#### GOAL OF THE EXERCISE
Write out the entries exactly, leaving out every picture.
________________________
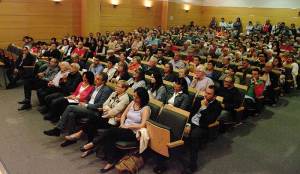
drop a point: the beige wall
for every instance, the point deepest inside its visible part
(203, 14)
(100, 15)
(40, 19)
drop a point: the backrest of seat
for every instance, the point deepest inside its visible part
(175, 119)
(155, 106)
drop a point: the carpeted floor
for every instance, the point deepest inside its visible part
(266, 145)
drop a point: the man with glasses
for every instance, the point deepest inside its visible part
(18, 70)
(232, 100)
(208, 113)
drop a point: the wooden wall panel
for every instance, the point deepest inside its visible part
(41, 19)
(100, 15)
(203, 14)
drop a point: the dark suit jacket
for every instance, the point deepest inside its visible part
(232, 98)
(28, 61)
(181, 101)
(210, 114)
(274, 80)
(171, 77)
(100, 98)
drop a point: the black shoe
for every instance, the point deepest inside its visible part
(24, 102)
(48, 117)
(67, 143)
(11, 86)
(25, 107)
(187, 171)
(43, 110)
(53, 132)
(106, 170)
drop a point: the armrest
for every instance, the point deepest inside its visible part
(175, 144)
(28, 67)
(216, 123)
(159, 138)
(242, 108)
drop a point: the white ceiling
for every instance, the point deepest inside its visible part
(245, 3)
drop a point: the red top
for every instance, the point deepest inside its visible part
(85, 94)
(79, 52)
(133, 67)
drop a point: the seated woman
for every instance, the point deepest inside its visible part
(122, 73)
(183, 73)
(254, 96)
(67, 86)
(134, 64)
(133, 119)
(112, 108)
(110, 70)
(138, 79)
(157, 89)
(179, 98)
(169, 74)
(53, 85)
(59, 103)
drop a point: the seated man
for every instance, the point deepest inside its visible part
(38, 82)
(53, 52)
(96, 66)
(210, 72)
(201, 82)
(208, 113)
(151, 67)
(232, 99)
(271, 83)
(18, 70)
(245, 69)
(168, 73)
(98, 97)
(176, 62)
________________________
#### RESULT
drop a point: the beige wall
for every instance, the point deepest inside its visible part
(203, 14)
(100, 15)
(40, 19)
drop a point: the backrest of seat
for every instance, the point deepest inside its visible part
(175, 119)
(155, 106)
drop a point: the carpeted floor
for every instance, the point deepest inside its visible part
(266, 145)
drop a point: the man with glasses
for every instance, the point deepest inside its visible part
(18, 70)
(232, 100)
(208, 113)
drop a point: the wooden wall panel
for every instance, the point deepest inside its visible part
(41, 19)
(100, 15)
(203, 14)
drop a point: the dark suit jacket
for every instance, the point deepest inside its visible part
(232, 98)
(28, 61)
(181, 101)
(210, 114)
(274, 80)
(171, 77)
(100, 98)
drop a point: the black shoe
for every instance, the point deepest inside its visible part
(24, 102)
(48, 117)
(67, 143)
(11, 86)
(25, 107)
(187, 171)
(43, 110)
(53, 132)
(106, 170)
drop a point: the armrest
for every instance, the point deepest inside its visible part
(175, 144)
(28, 67)
(216, 123)
(159, 138)
(242, 108)
drop a point: the white ceiling
for every instance, the point deepest inside its visible part
(245, 3)
drop a point: the red top
for every instance, the point deepest inside its visible part
(85, 94)
(79, 52)
(133, 67)
drop a point: the seated woman
for every instance, the point deepest inside its visible part
(122, 73)
(183, 73)
(254, 96)
(67, 86)
(134, 64)
(133, 119)
(112, 108)
(110, 70)
(138, 79)
(157, 89)
(179, 98)
(169, 74)
(53, 85)
(59, 103)
drop a point: the seated man
for every instance, the point deepest inside its visible part
(38, 82)
(53, 52)
(96, 66)
(210, 72)
(201, 82)
(208, 113)
(151, 67)
(232, 99)
(271, 83)
(18, 70)
(245, 69)
(168, 73)
(98, 97)
(176, 62)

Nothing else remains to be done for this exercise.